> [Excerto do texto]:
⟨
Ouvimos e falamos constantemente de “cuidar da casa comum”, mas não podemos manter-nos como que anestesiados pelas palavras bem-intencionadas. É tempo de concretizar outras formas de usar os recursos da Terra, que nos está emprestada pelas gerações futuras e que devemos restituir em boas condições.
Luís Mah apresenta sucintamente as conclusões do Relatório do Desenvolvimento Humano (2021/2022) do Programa das Nações Unidas para o Desenvolvimento (PNUD). Marisa Temporão leva-nos a escutar o que dizem as crianças e Humberto Martins mostra-nos como se deu resposta a uma situação de fragilidade e sofrimento, construindo uma aldeia acolhedora.
Incertezas e Esperanças

Rita Veiga
Nascida em Lisboa em 1953. Licenciada em Filologia Germânica na Univ. Clássica de Lisboa. Professora de Português e de Inglês (1976-1982); redatora na Editorial Verbo (1982-1989); jornalista e copy-desk no Público (1989-2000); assessora da direcção na ongd Oikos, Cooperação e Desenvolvimento (2000-2005); tradutora, editora e gestora na Dito e Certo (2006-2012), A partir de 2012. Membro da rede Cuidar da Casa Comum – a Igreja ao serviço da ecologia integral, em representação da Fundação Betânia, integra (desde 2019) a comissão executiva da coordenação da Rede.
⟩
> [Dados fornecidos]:
⟨
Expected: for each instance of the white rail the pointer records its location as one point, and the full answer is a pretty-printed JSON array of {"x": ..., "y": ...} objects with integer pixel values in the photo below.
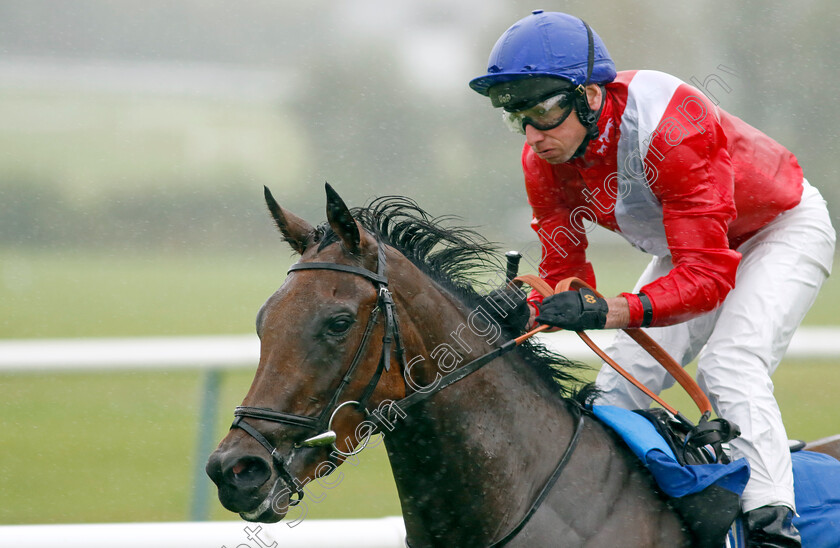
⟩
> [Conjunto de tarefas]:
A. Traduza para inglês esta frase do excerto sobre a casa comum: "Luís Mah apresenta sucintamente as conclusões do Relatório do Desenvolvimento Humano (2021/2022) do Programa das Nações Unidas para o Desenvolvimento (PNUD)."
B. Cite textualmente o trecho do excerto sobre a casa comum que começa nas palavras "Luís Mah apresenta" e termina após "uma aldeia acolhedora.".
Baseie-se exclusivamente no excerto, sem recorrer a outras fontes.

> [Respostas às tarefas]:
A. Luís Mah briefly presents the conclusions of the Human Development Report (2021/2022) of the United Nations Development Programme (UNDP).

B.
Luís Mah apresenta sucintamente as conclusões do Relatório do Desenvolvimento Humano (2021/2022) do Programa das Nações Unidas para o Desenvolvimento (PNUD). Marisa Temporão leva-nos a escutar o que dizem as crianças e Humberto Martins mostra-nos como se deu resposta a uma situação de fragilidade e sofrimento, construindo uma aldeia acolhedora.